▶ **Tasks to complete**:
a) In the film review, which 2011 film is named as Ramsay's previous film?
b) Continue the film review, starting after its final sentence.

It damn sure appears in the visual and sonic style; the sound I've talked about, so let me shift over to Tom Townend's excellent urban cinematography, capturing the velvety black essence of a night sky that has been coated over with a rainbow of unnatural colors (Townend has now shot a grand total of three features, of which I've seen only two; but between this and 2011's Attack the Block, I am prepared to call him one of our best living artists for capturing the peculiar lighting quality of cities at night). It's sort of "just" realism, but a realism so insistently real that it grows suffocating and stylistically overwhelming: demanding that we really fucking look at what light does, how it shapes and sculpts and hides, not out of a love for beauty, but something like a hunted animal paying attention to every aspect of its environment).

By all means, this is a brutalising, shattering movie, much more so than any of Ramsay's other films, and it's not like the psychologically torturous We Need to Talk About Kevin (her last film, from 2011) was anything other than overwhelmingly grim. I am frankly not sure that it's anything but brutalising and shattering: everything about it is centered around the viciousness that men do, from the basic matter of the plot to some of its most astonishing images, including one beautifully horrifying shot where thick, clumpy blood simply erupts onto Phoenix's non-responsive face. Its metanarrative is to look at the corpus of revenge thrillers, and say, "yes, but let us note that these stories are morally vacuous and the figures the celebrate are soul-dead" (not a new observation, and the film doesn't pretend it is: it pays explicit homage to Samuel Fuller, no stranger to a good expression of cosmic cynicism about celebrating violence). It has a happy ending, after a fashion; one couched inside the film's first outright declaration that Joe is at best clinically depressed, and whose conclusion might be summed up as "we have hope, but god-damned if we know what to do with it". And even then, the film's pointed final image, does not leave with the hopeful, but stays, staring at what they left behind.

▶ **Material provided**:
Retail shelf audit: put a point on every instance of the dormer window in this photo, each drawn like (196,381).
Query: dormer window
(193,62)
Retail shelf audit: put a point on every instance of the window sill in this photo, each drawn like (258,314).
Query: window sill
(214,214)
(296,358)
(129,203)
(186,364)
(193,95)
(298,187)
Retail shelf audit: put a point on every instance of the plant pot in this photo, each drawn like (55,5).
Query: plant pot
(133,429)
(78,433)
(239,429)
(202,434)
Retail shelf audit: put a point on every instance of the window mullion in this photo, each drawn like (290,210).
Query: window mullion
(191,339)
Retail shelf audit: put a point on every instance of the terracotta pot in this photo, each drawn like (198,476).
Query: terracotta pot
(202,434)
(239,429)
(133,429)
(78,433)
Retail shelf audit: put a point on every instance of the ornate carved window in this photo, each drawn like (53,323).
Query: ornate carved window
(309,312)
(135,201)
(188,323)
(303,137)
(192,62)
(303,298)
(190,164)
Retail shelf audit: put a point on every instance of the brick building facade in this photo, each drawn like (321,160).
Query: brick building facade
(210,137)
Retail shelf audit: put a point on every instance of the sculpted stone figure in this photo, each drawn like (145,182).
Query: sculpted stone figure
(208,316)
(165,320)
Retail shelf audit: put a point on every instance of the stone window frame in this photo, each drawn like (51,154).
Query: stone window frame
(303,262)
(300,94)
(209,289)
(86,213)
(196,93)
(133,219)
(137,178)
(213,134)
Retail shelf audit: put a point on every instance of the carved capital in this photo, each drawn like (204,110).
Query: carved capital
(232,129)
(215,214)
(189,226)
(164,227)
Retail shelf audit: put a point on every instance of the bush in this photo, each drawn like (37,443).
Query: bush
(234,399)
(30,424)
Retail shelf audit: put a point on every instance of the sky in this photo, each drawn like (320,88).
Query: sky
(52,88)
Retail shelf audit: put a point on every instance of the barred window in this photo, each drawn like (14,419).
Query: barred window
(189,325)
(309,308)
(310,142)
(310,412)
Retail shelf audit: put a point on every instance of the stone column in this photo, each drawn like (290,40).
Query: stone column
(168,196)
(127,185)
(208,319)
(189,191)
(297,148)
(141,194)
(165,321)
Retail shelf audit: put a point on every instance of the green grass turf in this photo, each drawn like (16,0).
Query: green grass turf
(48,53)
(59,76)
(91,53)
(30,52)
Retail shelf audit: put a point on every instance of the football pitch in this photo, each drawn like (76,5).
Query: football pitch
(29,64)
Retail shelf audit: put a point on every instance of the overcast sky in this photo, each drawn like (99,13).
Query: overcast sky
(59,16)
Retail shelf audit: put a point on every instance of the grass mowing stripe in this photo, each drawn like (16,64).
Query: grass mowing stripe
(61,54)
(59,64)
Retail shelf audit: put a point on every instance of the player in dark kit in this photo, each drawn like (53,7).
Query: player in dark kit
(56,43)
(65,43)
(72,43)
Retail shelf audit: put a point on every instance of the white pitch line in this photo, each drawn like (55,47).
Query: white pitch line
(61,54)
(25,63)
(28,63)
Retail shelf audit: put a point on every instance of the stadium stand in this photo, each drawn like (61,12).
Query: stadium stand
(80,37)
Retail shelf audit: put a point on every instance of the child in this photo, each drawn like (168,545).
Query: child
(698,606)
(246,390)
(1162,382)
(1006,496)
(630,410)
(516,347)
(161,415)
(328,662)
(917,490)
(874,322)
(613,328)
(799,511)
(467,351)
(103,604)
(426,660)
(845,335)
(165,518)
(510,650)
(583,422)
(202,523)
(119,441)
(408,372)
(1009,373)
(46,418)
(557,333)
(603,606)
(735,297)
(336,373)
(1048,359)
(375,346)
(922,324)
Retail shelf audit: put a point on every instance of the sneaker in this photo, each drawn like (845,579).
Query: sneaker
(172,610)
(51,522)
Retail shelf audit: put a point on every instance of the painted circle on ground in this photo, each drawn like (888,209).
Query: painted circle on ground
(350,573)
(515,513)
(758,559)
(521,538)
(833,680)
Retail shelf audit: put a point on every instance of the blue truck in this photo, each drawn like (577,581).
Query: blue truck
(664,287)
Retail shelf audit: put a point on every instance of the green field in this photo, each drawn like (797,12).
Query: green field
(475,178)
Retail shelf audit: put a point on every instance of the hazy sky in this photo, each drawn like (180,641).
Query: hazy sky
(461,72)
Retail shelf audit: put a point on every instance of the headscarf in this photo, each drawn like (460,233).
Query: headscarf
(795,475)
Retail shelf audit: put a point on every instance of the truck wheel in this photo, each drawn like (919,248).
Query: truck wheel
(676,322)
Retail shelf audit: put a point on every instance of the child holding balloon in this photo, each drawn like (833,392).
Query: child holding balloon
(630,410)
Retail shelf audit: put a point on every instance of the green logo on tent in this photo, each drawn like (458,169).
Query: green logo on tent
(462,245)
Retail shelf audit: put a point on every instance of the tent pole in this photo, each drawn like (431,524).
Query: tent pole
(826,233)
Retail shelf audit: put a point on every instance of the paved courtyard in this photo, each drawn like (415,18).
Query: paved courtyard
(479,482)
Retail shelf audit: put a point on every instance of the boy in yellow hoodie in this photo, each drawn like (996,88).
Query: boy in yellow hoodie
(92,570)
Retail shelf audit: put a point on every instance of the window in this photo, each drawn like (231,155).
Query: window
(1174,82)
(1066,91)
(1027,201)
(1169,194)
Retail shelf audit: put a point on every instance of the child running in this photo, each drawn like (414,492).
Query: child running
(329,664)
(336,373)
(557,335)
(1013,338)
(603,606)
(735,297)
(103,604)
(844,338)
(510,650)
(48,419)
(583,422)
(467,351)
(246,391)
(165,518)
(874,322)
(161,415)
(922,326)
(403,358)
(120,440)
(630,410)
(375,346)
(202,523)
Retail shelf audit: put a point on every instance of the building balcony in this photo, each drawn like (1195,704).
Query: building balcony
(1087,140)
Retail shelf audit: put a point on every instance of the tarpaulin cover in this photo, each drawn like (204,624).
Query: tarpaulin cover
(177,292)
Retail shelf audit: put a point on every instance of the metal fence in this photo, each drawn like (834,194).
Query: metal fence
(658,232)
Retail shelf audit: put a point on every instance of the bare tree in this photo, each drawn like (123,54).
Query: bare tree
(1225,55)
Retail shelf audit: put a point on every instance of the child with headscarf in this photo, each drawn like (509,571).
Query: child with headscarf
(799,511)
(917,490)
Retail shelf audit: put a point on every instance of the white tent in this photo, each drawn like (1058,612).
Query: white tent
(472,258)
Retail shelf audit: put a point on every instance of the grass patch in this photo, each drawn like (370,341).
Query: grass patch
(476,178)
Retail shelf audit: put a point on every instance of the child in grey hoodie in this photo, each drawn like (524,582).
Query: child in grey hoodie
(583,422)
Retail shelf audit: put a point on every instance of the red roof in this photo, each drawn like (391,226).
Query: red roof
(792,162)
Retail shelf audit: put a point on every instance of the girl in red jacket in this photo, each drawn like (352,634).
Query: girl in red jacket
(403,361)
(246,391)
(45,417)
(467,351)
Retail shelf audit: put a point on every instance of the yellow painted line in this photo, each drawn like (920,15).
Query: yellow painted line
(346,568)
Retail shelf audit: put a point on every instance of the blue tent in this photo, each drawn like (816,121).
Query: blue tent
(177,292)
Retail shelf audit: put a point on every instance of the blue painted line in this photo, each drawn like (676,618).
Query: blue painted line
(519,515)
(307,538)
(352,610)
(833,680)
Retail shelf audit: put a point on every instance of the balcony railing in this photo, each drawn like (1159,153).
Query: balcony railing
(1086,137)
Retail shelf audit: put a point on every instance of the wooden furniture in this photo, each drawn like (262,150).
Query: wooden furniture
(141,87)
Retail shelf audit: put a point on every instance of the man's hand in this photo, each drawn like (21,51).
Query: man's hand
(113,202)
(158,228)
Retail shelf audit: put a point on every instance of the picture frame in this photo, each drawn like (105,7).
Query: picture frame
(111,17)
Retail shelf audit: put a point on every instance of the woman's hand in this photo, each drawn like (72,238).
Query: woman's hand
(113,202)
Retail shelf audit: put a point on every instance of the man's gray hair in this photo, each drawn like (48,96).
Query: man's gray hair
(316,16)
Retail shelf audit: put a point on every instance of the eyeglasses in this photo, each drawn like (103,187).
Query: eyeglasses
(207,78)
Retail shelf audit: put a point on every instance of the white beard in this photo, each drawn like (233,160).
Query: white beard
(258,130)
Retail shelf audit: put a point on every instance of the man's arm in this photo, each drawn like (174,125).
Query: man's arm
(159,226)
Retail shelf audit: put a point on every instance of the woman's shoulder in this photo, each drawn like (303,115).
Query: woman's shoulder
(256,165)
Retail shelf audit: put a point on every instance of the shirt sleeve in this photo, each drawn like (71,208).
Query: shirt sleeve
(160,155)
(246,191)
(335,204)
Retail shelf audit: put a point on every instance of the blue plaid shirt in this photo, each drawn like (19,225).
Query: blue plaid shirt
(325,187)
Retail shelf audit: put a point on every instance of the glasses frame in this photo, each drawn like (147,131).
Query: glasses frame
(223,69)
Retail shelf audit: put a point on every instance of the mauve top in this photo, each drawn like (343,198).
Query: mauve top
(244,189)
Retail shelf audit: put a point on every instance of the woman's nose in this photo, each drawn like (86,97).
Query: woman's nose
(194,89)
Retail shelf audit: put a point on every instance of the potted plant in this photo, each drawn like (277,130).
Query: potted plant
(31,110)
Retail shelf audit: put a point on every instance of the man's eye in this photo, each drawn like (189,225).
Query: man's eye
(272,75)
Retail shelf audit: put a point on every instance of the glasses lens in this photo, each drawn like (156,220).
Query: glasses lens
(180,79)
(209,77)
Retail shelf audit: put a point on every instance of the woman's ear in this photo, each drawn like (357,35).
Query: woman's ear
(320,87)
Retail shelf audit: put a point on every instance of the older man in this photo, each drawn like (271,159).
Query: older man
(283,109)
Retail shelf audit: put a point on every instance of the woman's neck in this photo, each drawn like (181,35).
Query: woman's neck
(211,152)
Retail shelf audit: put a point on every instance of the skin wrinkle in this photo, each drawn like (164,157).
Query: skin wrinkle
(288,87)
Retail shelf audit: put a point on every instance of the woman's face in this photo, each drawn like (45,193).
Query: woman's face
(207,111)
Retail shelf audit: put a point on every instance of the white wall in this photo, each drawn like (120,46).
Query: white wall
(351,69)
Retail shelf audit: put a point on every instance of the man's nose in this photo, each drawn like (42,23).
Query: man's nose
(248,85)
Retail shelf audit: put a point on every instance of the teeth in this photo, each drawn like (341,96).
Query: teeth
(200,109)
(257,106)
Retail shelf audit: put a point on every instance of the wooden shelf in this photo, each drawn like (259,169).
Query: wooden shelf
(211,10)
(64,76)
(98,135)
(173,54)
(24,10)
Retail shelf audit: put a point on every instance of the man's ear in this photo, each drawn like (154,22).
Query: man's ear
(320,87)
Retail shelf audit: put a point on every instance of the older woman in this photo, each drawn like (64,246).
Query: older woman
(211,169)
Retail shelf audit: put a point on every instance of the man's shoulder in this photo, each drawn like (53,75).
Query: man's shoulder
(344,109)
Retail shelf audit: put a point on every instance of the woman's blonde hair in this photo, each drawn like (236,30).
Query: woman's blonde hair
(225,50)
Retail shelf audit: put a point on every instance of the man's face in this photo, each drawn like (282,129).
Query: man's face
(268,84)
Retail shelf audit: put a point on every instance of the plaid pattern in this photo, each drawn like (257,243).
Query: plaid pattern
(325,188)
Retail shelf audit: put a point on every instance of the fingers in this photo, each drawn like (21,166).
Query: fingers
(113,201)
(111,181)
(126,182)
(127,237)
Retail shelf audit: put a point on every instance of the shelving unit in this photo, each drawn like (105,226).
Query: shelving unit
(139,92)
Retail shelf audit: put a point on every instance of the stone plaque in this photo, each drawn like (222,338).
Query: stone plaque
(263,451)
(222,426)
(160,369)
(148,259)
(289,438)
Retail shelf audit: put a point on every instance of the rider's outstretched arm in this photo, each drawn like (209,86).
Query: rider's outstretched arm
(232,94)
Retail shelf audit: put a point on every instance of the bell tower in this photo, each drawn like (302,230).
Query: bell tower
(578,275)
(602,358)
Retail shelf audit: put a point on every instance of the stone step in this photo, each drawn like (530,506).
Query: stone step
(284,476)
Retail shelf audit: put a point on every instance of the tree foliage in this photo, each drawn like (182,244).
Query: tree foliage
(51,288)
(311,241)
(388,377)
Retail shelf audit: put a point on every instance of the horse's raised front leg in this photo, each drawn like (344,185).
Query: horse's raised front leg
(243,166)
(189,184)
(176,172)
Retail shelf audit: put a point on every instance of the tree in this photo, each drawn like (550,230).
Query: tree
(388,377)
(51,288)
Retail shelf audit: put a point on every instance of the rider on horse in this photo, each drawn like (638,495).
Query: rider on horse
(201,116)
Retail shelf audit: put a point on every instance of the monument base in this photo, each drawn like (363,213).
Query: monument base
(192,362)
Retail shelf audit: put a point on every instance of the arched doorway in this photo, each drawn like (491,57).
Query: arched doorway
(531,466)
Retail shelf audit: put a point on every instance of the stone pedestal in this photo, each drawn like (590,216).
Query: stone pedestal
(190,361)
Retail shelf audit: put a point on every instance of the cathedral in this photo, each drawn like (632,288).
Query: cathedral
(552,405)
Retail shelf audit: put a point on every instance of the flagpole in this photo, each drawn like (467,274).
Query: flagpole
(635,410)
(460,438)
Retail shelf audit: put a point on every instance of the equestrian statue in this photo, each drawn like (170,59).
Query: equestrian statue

▶ **Written responses**:
a) We Need to Talk About Kevin.

b)
Is this simply rugged, nasty miserabilism? I think it could be. It is certainly not concerned with avoiding that criticism. But it is so incredibly good at building up that lacerating, painful feeling through image, through sound, through psychology, through the agonies on Phoenix's face that almost resemble the blissed-out torment of Renaissance martyr paintings more than anything necessarily cinematic. It's the whole The Killing of a Sacred Deer thing: any movie that can work this much inside my body is obviously doing something right. Or maybe it's the Emily Dickinson thing, where she declared "If I read a book and it makes my whole body so cold no fire can warm me I know that is poetry. If I feel physically as if the top of my head were taken off, I know that is poetry." You Were Never Really Here definitely made me cold; it definitely took the top of my head off; that's just for starters. It is deeply unsettling and wholly cinematic and outrageously powerful, and even if I can't, on just one viewing, articulate exactly what that power is, I know I want more of it.




*Reminding myself of this fact send me to look up the complete list of winners, and may I just say, the jury massively fucked up. I've now seen 13 of the films that were in competition, and I'd comfortably rank Palme d'Or winner The Square at #11.